▶ Exercise
How many lines in the records contain the word "black"? Reply with the count alone.

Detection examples

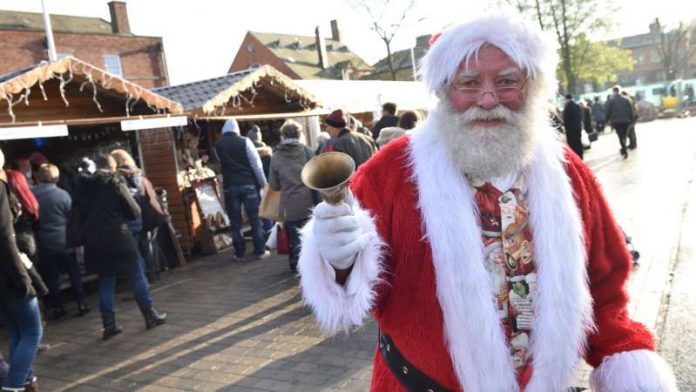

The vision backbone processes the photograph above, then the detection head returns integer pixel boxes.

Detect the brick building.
[363,34,432,81]
[0,1,169,88]
[229,20,373,80]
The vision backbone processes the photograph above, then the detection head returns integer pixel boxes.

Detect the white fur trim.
[421,10,558,92]
[298,204,384,334]
[410,120,592,392]
[410,120,519,392]
[526,129,594,392]
[590,350,678,392]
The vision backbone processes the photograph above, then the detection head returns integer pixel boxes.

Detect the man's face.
[325,124,340,137]
[449,45,525,121]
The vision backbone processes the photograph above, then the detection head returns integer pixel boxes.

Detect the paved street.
[9,118,696,391]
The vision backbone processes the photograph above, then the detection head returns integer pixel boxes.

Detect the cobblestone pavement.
[6,119,696,391]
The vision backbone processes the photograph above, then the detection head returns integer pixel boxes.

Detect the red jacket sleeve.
[566,151,655,367]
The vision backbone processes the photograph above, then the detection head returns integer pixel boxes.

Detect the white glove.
[312,202,372,270]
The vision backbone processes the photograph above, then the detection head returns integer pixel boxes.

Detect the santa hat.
[324,109,348,128]
[421,12,558,96]
[510,332,529,347]
[222,118,239,135]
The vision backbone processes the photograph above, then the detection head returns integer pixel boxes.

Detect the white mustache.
[461,105,515,123]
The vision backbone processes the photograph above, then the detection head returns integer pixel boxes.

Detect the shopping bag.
[259,185,285,222]
[266,223,280,250]
[276,224,290,255]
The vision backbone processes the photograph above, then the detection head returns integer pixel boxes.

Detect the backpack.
[7,184,22,224]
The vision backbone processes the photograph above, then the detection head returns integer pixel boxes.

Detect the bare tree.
[655,19,696,80]
[345,0,415,80]
[507,0,616,93]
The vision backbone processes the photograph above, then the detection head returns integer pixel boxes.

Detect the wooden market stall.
[0,57,186,264]
[152,65,323,253]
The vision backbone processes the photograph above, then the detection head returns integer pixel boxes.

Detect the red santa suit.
[299,122,673,391]
[299,12,676,392]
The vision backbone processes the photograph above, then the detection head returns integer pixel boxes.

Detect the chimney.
[314,26,329,69]
[331,19,341,42]
[416,34,432,49]
[650,18,662,34]
[109,1,131,34]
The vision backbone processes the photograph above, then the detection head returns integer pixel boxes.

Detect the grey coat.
[32,184,72,253]
[606,94,636,124]
[268,141,314,221]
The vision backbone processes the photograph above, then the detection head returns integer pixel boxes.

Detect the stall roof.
[0,57,183,125]
[153,65,320,117]
[295,80,436,113]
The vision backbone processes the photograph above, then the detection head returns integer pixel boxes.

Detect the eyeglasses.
[452,78,527,102]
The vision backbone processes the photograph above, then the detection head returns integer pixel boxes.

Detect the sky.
[0,0,696,84]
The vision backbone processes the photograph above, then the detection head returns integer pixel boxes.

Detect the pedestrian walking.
[0,147,43,392]
[215,119,271,261]
[592,97,606,133]
[5,170,39,263]
[0,353,9,387]
[111,149,168,280]
[606,86,636,159]
[247,124,273,178]
[298,13,677,392]
[324,109,376,169]
[563,94,584,159]
[377,110,419,148]
[621,90,638,150]
[314,131,332,155]
[268,120,319,271]
[372,102,399,140]
[77,155,167,340]
[33,163,89,320]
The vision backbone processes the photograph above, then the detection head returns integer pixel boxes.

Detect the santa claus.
[299,15,677,392]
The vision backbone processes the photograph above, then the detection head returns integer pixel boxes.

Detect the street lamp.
[41,0,58,62]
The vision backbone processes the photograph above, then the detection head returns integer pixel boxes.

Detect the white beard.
[431,98,543,180]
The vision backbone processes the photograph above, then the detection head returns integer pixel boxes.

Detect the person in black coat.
[0,151,43,391]
[75,155,166,340]
[372,102,399,140]
[324,109,376,169]
[563,94,583,159]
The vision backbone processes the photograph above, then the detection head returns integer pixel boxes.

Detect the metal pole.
[411,46,418,81]
[41,0,58,61]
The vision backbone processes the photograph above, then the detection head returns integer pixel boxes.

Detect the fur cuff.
[298,205,384,334]
[590,350,678,392]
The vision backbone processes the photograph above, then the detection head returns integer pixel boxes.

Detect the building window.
[650,51,661,64]
[104,54,123,76]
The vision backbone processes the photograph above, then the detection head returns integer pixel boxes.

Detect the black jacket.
[215,132,259,188]
[332,128,375,169]
[606,94,637,124]
[582,107,594,133]
[563,101,582,132]
[372,116,399,140]
[76,171,140,275]
[0,181,36,298]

▶ Exercise output
2